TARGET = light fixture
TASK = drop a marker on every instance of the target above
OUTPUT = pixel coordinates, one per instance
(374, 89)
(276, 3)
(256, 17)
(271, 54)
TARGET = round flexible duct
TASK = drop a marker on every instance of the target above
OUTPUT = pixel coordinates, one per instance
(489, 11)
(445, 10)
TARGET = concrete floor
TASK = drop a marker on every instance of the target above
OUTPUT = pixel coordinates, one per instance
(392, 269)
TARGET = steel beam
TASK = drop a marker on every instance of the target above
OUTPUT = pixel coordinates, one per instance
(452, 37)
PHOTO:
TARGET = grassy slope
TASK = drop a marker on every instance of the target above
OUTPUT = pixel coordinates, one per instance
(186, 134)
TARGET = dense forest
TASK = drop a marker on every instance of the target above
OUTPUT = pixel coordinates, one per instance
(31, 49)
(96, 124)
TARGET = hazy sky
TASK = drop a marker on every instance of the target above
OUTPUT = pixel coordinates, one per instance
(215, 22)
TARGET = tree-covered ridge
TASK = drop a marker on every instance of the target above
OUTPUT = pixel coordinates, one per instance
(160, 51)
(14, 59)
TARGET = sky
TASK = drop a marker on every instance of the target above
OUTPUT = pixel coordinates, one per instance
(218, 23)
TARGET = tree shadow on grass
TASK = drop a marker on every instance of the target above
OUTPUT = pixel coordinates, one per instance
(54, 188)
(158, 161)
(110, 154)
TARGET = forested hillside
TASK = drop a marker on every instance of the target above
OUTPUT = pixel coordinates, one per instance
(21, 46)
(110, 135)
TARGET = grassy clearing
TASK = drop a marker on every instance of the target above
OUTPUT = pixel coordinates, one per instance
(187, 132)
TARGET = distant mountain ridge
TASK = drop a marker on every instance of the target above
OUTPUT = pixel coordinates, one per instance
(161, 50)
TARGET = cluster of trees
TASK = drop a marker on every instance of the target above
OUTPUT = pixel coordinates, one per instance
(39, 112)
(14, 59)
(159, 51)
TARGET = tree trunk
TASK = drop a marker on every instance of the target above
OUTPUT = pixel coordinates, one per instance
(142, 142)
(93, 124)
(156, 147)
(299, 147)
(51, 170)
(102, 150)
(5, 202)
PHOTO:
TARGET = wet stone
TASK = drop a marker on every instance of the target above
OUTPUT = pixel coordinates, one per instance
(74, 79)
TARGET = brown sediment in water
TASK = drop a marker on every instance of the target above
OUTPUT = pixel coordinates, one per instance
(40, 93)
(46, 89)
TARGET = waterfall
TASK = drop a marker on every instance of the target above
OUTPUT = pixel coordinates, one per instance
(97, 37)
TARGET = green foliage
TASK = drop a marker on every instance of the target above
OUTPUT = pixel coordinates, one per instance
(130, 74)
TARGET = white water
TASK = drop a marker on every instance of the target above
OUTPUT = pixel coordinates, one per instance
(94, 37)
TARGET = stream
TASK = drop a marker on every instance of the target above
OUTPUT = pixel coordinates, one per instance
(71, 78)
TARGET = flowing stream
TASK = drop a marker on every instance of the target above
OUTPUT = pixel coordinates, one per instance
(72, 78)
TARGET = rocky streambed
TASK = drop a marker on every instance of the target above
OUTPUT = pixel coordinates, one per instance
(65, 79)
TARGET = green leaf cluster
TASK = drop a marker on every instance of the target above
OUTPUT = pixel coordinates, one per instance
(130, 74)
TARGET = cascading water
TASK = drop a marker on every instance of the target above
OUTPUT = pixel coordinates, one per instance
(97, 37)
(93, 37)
* * *
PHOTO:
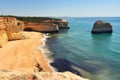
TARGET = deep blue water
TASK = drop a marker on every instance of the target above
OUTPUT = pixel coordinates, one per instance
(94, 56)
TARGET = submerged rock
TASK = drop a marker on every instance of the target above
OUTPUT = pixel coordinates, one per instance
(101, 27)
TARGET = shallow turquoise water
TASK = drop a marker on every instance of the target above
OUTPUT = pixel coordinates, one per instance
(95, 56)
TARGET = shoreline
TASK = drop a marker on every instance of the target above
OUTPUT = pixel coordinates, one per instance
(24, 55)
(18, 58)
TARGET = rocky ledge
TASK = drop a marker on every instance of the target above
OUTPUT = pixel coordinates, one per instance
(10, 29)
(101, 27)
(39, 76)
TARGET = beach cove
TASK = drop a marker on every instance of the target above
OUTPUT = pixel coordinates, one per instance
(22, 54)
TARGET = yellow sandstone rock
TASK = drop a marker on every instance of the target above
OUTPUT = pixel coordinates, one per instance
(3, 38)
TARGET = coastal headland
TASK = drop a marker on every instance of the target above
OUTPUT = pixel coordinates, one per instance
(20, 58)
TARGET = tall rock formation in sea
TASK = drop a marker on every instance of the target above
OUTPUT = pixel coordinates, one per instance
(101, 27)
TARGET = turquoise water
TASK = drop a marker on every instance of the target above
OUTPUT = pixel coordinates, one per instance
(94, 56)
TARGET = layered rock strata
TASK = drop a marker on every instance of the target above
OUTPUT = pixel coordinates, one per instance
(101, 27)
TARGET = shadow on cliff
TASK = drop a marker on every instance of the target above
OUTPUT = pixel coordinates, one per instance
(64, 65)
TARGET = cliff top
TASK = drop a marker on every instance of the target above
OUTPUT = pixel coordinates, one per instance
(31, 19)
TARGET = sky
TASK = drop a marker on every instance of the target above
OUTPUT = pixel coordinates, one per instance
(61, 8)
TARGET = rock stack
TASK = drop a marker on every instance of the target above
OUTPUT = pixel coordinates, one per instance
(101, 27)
* * *
Above are some records. Report the number of their lines that include "rocky", and add nothing else.

**RESULT FOR THIS TASK:**
2